• [Exercise instructions]:
Output all entries exactly as they appear and skip the pictures.

(Stored entries)
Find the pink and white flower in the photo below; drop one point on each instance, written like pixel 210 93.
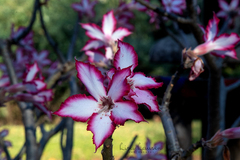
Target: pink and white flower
pixel 85 7
pixel 174 6
pixel 127 57
pixel 105 108
pixel 105 36
pixel 222 45
pixel 226 8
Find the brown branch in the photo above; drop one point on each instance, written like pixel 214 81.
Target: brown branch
pixel 26 109
pixel 162 12
pixel 50 40
pixel 173 144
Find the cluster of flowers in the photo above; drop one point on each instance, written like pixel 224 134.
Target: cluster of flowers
pixel 221 46
pixel 30 66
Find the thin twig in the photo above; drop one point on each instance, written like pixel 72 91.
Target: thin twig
pixel 233 86
pixel 129 148
pixel 187 153
pixel 21 152
pixel 25 32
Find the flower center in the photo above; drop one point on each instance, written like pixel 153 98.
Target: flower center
pixel 106 104
pixel 130 82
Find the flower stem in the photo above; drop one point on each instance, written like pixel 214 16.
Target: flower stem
pixel 107 149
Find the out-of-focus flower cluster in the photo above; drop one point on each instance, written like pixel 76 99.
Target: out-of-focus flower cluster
pixel 30 67
pixel 151 152
pixel 4 143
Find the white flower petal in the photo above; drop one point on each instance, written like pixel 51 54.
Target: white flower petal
pixel 78 107
pixel 102 127
pixel 108 23
pixel 91 78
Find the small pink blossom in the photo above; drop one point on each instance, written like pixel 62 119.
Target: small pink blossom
pixel 222 45
pixel 105 108
pixel 194 62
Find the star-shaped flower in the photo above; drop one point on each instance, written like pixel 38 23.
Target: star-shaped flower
pixel 105 108
pixel 127 57
pixel 105 37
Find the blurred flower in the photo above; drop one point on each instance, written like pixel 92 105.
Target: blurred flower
pixel 85 8
pixel 222 45
pixel 174 6
pixel 152 152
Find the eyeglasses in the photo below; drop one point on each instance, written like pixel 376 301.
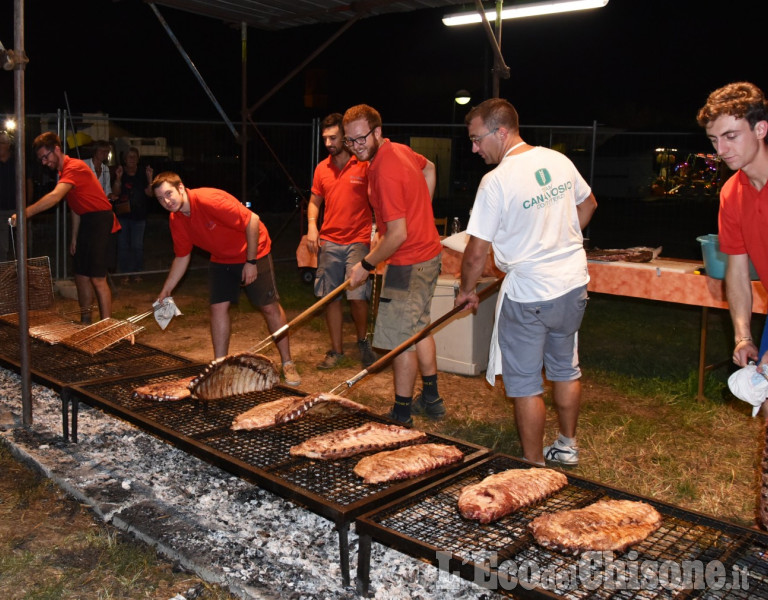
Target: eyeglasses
pixel 476 139
pixel 357 141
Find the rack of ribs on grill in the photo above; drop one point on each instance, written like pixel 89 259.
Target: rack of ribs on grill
pixel 291 408
pixel 407 462
pixel 502 493
pixel 356 440
pixel 177 389
pixel 636 254
pixel 235 374
pixel 604 525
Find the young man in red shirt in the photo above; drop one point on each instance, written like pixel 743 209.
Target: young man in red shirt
pixel 400 187
pixel 94 225
pixel 239 245
pixel 735 118
pixel 340 184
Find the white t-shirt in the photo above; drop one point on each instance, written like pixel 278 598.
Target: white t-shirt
pixel 526 207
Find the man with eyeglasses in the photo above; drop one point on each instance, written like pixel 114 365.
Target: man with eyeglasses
pixel 735 118
pixel 340 185
pixel 400 187
pixel 94 225
pixel 531 209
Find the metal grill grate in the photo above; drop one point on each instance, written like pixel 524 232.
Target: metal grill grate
pixel 58 366
pixel 263 455
pixel 429 521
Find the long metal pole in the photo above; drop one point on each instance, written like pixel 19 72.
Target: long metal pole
pixel 21 178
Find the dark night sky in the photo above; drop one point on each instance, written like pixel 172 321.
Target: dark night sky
pixel 637 64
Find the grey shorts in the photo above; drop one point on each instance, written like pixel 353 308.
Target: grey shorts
pixel 533 335
pixel 405 302
pixel 334 262
pixel 226 280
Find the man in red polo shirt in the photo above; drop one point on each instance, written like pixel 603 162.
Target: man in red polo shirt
pixel 735 118
pixel 94 225
pixel 341 185
pixel 400 187
pixel 239 245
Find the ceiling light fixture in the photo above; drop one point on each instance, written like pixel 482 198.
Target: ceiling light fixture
pixel 525 10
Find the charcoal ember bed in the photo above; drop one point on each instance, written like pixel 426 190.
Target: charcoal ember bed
pixel 428 522
pixel 262 454
pixel 223 527
pixel 327 488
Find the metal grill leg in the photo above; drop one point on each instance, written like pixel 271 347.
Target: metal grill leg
pixel 65 414
pixel 364 564
pixel 75 408
pixel 343 529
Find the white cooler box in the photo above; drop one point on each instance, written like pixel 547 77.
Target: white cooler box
pixel 462 344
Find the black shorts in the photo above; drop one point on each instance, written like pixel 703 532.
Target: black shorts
pixel 96 244
pixel 226 280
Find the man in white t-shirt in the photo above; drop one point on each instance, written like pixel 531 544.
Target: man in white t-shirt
pixel 531 208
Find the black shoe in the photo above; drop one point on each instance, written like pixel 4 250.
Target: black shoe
pixel 407 422
pixel 434 409
pixel 331 360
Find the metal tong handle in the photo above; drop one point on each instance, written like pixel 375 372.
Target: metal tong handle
pixel 276 335
pixel 416 337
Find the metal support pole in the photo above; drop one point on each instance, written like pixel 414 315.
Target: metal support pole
pixel 21 178
pixel 195 72
pixel 243 108
pixel 304 63
pixel 500 69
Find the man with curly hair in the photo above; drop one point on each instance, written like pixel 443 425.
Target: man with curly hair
pixel 735 118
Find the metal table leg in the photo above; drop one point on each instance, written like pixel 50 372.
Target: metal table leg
pixel 65 414
pixel 364 565
pixel 702 353
pixel 343 529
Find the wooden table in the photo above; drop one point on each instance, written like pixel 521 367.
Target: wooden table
pixel 670 280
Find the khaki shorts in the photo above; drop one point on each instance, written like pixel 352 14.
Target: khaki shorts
pixel 405 302
pixel 536 334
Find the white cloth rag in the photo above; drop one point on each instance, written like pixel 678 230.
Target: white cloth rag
pixel 165 311
pixel 750 385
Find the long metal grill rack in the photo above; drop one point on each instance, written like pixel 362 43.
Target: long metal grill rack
pixel 327 488
pixel 689 556
pixel 56 366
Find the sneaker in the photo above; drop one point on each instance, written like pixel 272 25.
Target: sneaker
pixel 290 374
pixel 559 452
pixel 434 410
pixel 331 360
pixel 367 355
pixel 391 415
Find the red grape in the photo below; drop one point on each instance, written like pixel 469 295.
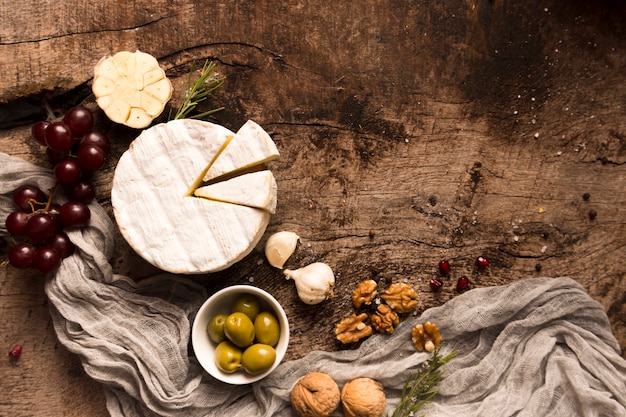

• [Finished task]:
Find the pink and white flower in the photo below; drop one point on each instance, written like pixel 210 93.
Target: pink and white flower
pixel 85 7
pixel 174 6
pixel 127 57
pixel 105 108
pixel 105 36
pixel 222 45
pixel 226 8
Find the brown branch in the photo above; drop one point on each instance, written like pixel 214 81.
Target: brown branch
pixel 26 109
pixel 162 12
pixel 50 40
pixel 173 144
Find the cluster of flowers in the photo above; drop one point on each instance, written like pixel 224 134.
Target: cluster of flowers
pixel 221 46
pixel 30 66
Find the thin twig in the photo above; drop one point on each instance, written like pixel 72 91.
Target: thin twig
pixel 233 86
pixel 129 148
pixel 187 153
pixel 21 152
pixel 25 32
Find the flower center in the photo above; drop one point on each instance, written like pixel 153 98.
Target: flower center
pixel 106 104
pixel 130 82
Find the flower stem in the photo above; drop one point on each instance, written like pixel 214 16.
Target: flower stem
pixel 107 149
Find the out-of-focus flower cluster in the photo above; drop one point on each instance, written like pixel 76 99.
Target: out-of-focus flower cluster
pixel 30 67
pixel 151 152
pixel 4 143
Find the white flower petal in the photo above; drop one point on each instance, written like pixel 51 54.
Target: white flower petal
pixel 78 107
pixel 102 127
pixel 108 23
pixel 91 78
Find the small pink blossom in the photo above; drop one point on each instance, written like pixel 62 119.
Target: small pink blossom
pixel 222 45
pixel 105 108
pixel 194 62
Find the star-shaped flower in the photo above; drop one point on each instance, written like pixel 38 23.
Target: star-shaped flower
pixel 105 108
pixel 127 57
pixel 105 37
Find the blurred flower in the photo above; drop one point on each instance, written like pixel 92 105.
Target: blurred flower
pixel 85 8
pixel 222 45
pixel 174 6
pixel 152 152
Find the eyeglasses in the photo below; drop one point on each instance, written like pixel 376 301.
Target: eyeglasses
pixel 476 139
pixel 357 141
Find the rack of ribs on grill in the photo above; drop one point on each instance, written like pixel 89 259.
Target: rack of ribs on grill
pixel 291 408
pixel 407 462
pixel 502 493
pixel 356 440
pixel 177 389
pixel 636 254
pixel 235 374
pixel 604 525
Find the young man in red shirt in the photo above; drop one point on each instance, written like pixel 743 209.
Target: young man in red shirt
pixel 400 187
pixel 94 225
pixel 239 245
pixel 735 118
pixel 340 184
Find the white t-shirt in the photo above; drop one point on each instance, written like pixel 278 598.
Target: white t-shirt
pixel 526 207
Find the man with eyeglasses in the photo above; drop one point on each instance, written like pixel 114 365.
Target: man with eyeglasses
pixel 735 118
pixel 340 185
pixel 400 187
pixel 94 225
pixel 531 209
Find the metal grill grate in the photo above; drop one point on each instance, written like pixel 524 232.
Target: metal grill grate
pixel 58 366
pixel 263 455
pixel 429 521
Find the long metal pole in the photo above; drop one point on each instance, written like pixel 19 72.
Target: long metal pole
pixel 21 178
Find the dark night sky in the photo above; drop one point on each instance, written like pixel 172 321.
Target: dark night sky
pixel 637 64
Find the grey shorts in the photo above; drop one point on each instance, written like pixel 353 308.
Target: grey shorts
pixel 533 335
pixel 405 302
pixel 334 262
pixel 226 280
Find the man in red polo shirt in the photo above; drop one point on each instance, written like pixel 603 162.
Target: man in red polo shirt
pixel 735 118
pixel 94 225
pixel 341 185
pixel 400 187
pixel 239 245
Find the ceiling light fixture in the photo above; drop one point on each instance, written like pixel 482 198.
Target: ceiling light fixture
pixel 525 10
Find the charcoal ember bed in the photo above; drop one point on each instance, written like pixel 426 190.
Target: charcoal ember bed
pixel 428 522
pixel 262 454
pixel 223 527
pixel 327 488
Find the metal grill leg in the photo above; drop one point on each instance, written like pixel 271 347.
Target: metal grill leg
pixel 65 414
pixel 364 564
pixel 75 408
pixel 343 529
Find the white cooler box in the photo above; drop one point on each instance, written like pixel 547 77.
Target: white cooler box
pixel 462 344
Find the black shorts in the photo above; drop one point on each instance, written like pixel 703 532.
Target: black shorts
pixel 96 244
pixel 226 280
Find the man in white t-shirt in the photo above; drop one point on each instance, written like pixel 531 544.
Target: man in white t-shirt
pixel 531 208
Find the black shoe in the photo above; drop one point on each instance, written like pixel 4 250.
Target: black shoe
pixel 407 422
pixel 434 409
pixel 331 360
Find the metal tong handle in the photo above; drop one point on each instance, written like pixel 375 372.
Target: metal tong handle
pixel 276 335
pixel 416 337
Find the metal support pole in the photo above; drop one point on each instance, written like pixel 414 315.
Target: metal support pole
pixel 21 178
pixel 195 72
pixel 243 108
pixel 304 63
pixel 500 69
Find the man with curly hair in the photo above; drop one point on each instance, written like pixel 443 425.
Target: man with curly hair
pixel 735 118
Find the metal table leg in the photo above; drop one point on each instance, written like pixel 50 372.
Target: metal table leg
pixel 65 414
pixel 364 565
pixel 702 353
pixel 343 529
Find the wooden table in the photo above; drop one point on each instance, written like pixel 521 367.
Target: wooden table
pixel 670 280
Find the khaki shorts in the photo above; drop one point on each instance, written like pixel 352 14.
Target: khaki shorts
pixel 405 302
pixel 536 334
Find the white cloth rag in the photo above; drop one point on each instance, written like pixel 678 230.
Target: white cloth rag
pixel 165 311
pixel 750 385
Find the long metal grill rack in the photo above; drop one point on each instance, written like pixel 362 43.
Target: long metal grill rack
pixel 327 488
pixel 689 556
pixel 56 366
Find the sneaker in the photo above; drop one point on each instance, written like pixel 272 25.
Target: sneaker
pixel 290 374
pixel 559 452
pixel 434 410
pixel 331 360
pixel 367 355
pixel 391 415
Find the red grape in the photo below; drop one point on each instance, written like pixel 469 295.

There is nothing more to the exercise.